◆ **Text segment**:

⟨

Posted on 09/19/2005 2:19:08 PM PDT by gobucks
U.S. Sen. John McCain knows why he wants to be president.
He isn't running for the job - officially. That won't happen, if it happens at all, until after next year's midterm elections.
McCain, who turns 69 on Monday, said "there's no point" in formally announcing his candidacy until after the 2006 congressional elections.
But the Arizona Republican didn't skip a beat Tuesday when asked why he would want to run for the White House in 2008.
"Because we live in a time of great challenges," McCain said in an interview with Arizona Daily Star editors and reporters.
Chief among them is the war on terror, a "transcendent issue" likely to last for years, he said. But there is "a broad variety of domestic challenges" as well.
Sounding much like a candidate ticking off the priorities of his platform, McCain said they include immigration, Social Security, global warming, rising health-care costs and the "obscene" spending practices of Washington.
"My ego is sufficient to say that I think I have the background and experience to take on these challenges," he said.
Asked about possible opposition to his candidacy from conservatives, McCain cited polls that show he and ex-New York Mayor Rudy Giuliani are "the two most popular" members of the Republican Party.
That, he indicated, is a crucial factor in deciding whether he'll seek the presidency.
"As long as I have strong approval and support from most of the Republican Party, then running is a viable option," he said.
A recent poll by the Gallup Organization found that McCain's favorable ratings have consistently hovered above 50 percent since 2002, two years after he ran for the Republican nomination for president against George W. Bush.
But while the four-term senator is thought of highly across party and ideological lines, Gallup found a potential weak spot among conservatives - a key constituency to prevailing in Republican primaries.
The problem McCain could face with conservatives became evident earlier this month when the Arizona Republican Assembly, a conservative Mesa-based group, voted to censure him for what it called "dereliction of his duties and responsibilities as a representative of the citizens of Arizona."

⟩

◆ **Required action**: Copy the stretch from "Asked about possible" through "in Republican primaries." in the article about John McCain's possible presidential run, swapping in "right-leaning voters" wherever "conservatives" appears. Rely only on the article about John McCain's possible presidential run.

◆ **Data for analysis**:

⟨

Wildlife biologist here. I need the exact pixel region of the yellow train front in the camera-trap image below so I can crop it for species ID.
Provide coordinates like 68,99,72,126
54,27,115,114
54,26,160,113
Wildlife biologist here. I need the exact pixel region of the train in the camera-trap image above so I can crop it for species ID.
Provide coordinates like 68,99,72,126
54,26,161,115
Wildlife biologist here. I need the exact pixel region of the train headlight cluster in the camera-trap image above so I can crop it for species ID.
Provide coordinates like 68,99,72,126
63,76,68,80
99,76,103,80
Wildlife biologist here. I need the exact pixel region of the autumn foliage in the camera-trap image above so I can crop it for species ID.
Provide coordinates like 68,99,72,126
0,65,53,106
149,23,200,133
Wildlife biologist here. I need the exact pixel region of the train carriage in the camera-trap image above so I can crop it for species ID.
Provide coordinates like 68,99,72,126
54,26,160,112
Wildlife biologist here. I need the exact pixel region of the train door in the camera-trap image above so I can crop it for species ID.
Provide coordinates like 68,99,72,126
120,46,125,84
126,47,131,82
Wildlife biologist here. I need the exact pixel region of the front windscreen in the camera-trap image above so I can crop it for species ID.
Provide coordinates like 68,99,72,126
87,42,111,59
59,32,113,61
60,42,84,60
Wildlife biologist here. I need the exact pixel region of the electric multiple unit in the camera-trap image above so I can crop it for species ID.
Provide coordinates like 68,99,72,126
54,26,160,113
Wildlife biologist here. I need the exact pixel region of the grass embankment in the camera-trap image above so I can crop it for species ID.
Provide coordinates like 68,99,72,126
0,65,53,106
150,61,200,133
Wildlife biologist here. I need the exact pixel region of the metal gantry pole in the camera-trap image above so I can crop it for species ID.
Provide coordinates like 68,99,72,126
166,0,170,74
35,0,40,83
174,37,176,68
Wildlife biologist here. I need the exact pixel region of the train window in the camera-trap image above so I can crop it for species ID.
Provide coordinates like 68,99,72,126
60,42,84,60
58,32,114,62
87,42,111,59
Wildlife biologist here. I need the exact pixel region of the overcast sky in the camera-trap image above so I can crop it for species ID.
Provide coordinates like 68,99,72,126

⟩

◆ **Task solution**:
Asked about possible opposition to his candidacy from right-leaning voters, McCain cited polls that show he and ex-New York Mayor Rudy Giuliani are "the two most popular" members of the Republican Party.
That, he indicated, is a crucial factor in deciding whether he'll seek the presidency.
"As long as I have strong approval and support from most of the Republican Party, then running is a viable option," he said.
A recent poll by the Gallup Organization found that McCain's favorable ratings have consistently hovered above 50 percent since 2002, two years after he ran for the Republican nomination for president against George W. Bush.
But while the four-term senator is thought of highly across party and ideological lines, Gallup found a potential weak spot among right-leaning voters - a key constituency to prevailing in Republican primaries.